Data listing: Begin

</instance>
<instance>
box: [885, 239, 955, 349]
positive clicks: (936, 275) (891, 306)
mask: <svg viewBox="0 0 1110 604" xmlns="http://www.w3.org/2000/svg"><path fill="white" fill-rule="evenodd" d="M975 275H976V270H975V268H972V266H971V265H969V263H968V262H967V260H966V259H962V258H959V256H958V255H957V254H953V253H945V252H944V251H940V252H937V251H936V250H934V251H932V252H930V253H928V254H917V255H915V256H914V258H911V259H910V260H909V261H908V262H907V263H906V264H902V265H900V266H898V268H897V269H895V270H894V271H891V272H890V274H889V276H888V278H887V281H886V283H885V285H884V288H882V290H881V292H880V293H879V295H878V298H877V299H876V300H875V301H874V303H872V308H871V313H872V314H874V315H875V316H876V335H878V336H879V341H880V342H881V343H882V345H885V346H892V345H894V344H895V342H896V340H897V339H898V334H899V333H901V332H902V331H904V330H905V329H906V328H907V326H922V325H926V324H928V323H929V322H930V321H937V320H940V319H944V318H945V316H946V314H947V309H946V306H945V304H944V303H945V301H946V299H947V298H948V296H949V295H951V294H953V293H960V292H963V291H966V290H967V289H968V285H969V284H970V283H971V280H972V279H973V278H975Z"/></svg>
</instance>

Data listing: End

Copy out all of the material above word for word, keeping every line the same.

</instance>
<instance>
box: [885, 239, 955, 349]
positive clicks: (936, 275) (891, 306)
mask: <svg viewBox="0 0 1110 604" xmlns="http://www.w3.org/2000/svg"><path fill="white" fill-rule="evenodd" d="M975 275H976V270H975V268H972V266H971V265H969V263H968V262H967V260H966V259H962V258H959V256H958V255H957V254H953V253H945V252H944V251H940V252H937V251H936V250H934V251H932V252H930V253H928V254H917V255H915V256H914V258H911V259H910V260H909V261H908V262H907V263H906V264H902V265H900V266H898V268H897V269H895V270H894V271H891V272H890V274H889V276H888V278H887V281H886V283H885V285H884V288H882V290H881V292H880V293H879V295H878V298H877V299H876V300H875V301H874V303H872V308H871V313H872V314H874V315H875V316H876V335H878V336H879V341H880V342H881V343H882V345H885V346H892V345H894V344H895V342H896V340H897V339H898V334H899V333H901V332H902V331H904V330H905V329H906V328H907V326H922V325H926V324H928V323H929V322H930V321H937V320H940V319H944V318H945V316H946V314H947V309H946V306H945V304H944V303H945V301H946V299H947V298H948V296H949V295H951V294H953V293H960V292H963V291H966V290H967V289H968V285H969V284H970V283H971V280H972V279H973V278H975Z"/></svg>
</instance>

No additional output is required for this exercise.